__Directive__: Using the shortest-path table below, list every algorithm whose space cost is O(V).

Graph -- Shortest Path

+-------------------+------------------+---------+------------------------------+
| Algorithm         | Time             | Space   | When to use                  |
+-------------------+------------------+---------+------------------------------+
| BFS (0-1)         | O(V + E)         | O(V)    | Edge weights 0 or 1 only     |
| Dijkstra (heap)   | O((V+E) log V)   | O(V)    | Non-negative weights         |
| Dijkstra (set)    | O((V+E) log V)   | O(V)    | Same, with decrease-key      |
| Bellman-Ford      | O(V * E)         | O(V)    | Negative weights, neg cycle  |
| SPFA              | O(V * E)         | O(V)    | Bellman-Ford + queue (avg    |
|                   |                  |         | faster, same worst case)     |
| Floyd-Warshall    | O(V^3)           | O(V^2)  | All-pairs, V <= 500         |
+-------------------+------------------+---------+------------------------------+

Contest note: SPFA has the same $O (V E)$ worst case as Bellman-Ford. Problem setters on Codeforces frequently add anti-SPFA tests. Prefer Dijkstra when weights are non-negative.

__Dataset content__:
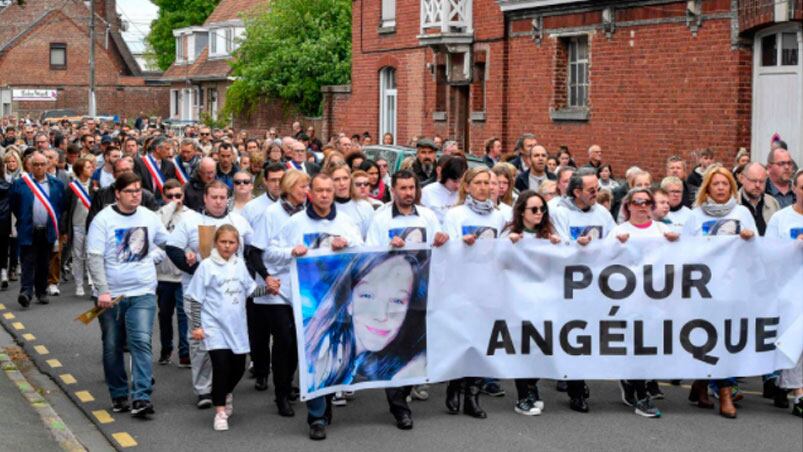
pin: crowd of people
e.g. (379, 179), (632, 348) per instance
(0, 118), (803, 440)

__Reply to the task__:
BFS (0-1)
Dijkstra (heap)
Dijkstra (set)
Bellman-Ford
SPFA